▶ [PASSAGE TO READ]:
▶

One more win anywhere this year and we’d give UC our full endorsement as
an NCAA team; as it is, they’re likely still in but personally wouldn’t
call it a lock. Perhaps the best compliment anyone can give the Bearcats
is that their effort every game this year has not looked any different
than the effort Bob Huggins teams always gave in the past.
-We noted that St. Peter’s knocked Manhattan out of the
MAAC tourney, but we really like watching Jaspers guard Jeff Xavier. While
C.J. Anderson (suspended late in the season) and Arturo Dubois may be
better known, Xavier is developing into a terrific all-around player in a
hurry. A good shooter who can take it to the basket and rebound, too, he
just needs experience before he becomes one of the best guards in the
East. He showed guts, too, going back into Sunday night’s game after
getting some teeth knocked out in a loose ball scrum.
-Tom Brennan, Taylor Coppenrath and T.J. Sorrentine are
gone, but Vermont’s presence in the America East lives on, huh? The
Catamounts may be just the #6 seed in the A-East tourney, but they knocked
off #3 seed Boston University and then #2 Binghamton this weekend to get a
chance to defend their championship in the league title game this
Saturday. The old guard, which is led by new players like guard Kyle
Cieplicki, trailed Binghamton 20-5 on Sunday before storming back for a
66-59 win, and now they’ll take on the new guard in the America East. Top
seed Albany will be hosting its first A-East final and is searching for
its first NCAA Division I tourney bid ever.

◀

▶ [EXTRACTED MATERIAL]:
▶

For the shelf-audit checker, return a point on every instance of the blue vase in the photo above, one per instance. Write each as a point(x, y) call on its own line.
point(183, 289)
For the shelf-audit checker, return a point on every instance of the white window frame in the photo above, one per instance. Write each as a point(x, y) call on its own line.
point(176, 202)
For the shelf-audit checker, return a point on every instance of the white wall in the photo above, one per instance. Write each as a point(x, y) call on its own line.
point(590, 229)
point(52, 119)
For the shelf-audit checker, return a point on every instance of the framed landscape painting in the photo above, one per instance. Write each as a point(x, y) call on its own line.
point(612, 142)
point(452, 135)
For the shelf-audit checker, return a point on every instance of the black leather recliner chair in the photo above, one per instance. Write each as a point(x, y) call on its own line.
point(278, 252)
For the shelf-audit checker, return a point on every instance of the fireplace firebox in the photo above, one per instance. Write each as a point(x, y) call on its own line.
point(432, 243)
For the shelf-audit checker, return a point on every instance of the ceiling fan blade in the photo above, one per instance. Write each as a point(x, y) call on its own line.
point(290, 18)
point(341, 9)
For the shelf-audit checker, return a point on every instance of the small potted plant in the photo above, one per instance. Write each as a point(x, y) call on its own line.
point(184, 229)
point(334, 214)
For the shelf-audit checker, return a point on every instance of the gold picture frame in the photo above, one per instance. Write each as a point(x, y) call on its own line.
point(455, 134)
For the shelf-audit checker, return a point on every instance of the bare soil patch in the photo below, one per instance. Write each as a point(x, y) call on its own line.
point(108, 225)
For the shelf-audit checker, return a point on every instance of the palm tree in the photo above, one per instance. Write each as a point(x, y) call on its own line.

◀

▶ [YOUR OBJECTIVE]: Print the college basketball notes word for word, starting with "-We noted that" and going on through "loose ball scrum.".

▶ [EXERCISE ANSWER]:
-We noted that St. Peter’s knocked Manhattan out of the
MAAC tourney, but we really like watching Jaspers guard Jeff Xavier. While
C.J. Anderson (suspended late in the season) and Arturo Dubois may be
better known, Xavier is developing into a terrific all-around player in a
hurry. A good shooter who can take it to the basket and rebound, too, he
just needs experience before he becomes one of the best guards in the
East. He showed guts, too, going back into Sunday night’s game after
getting some teeth knocked out in a loose ball scrum.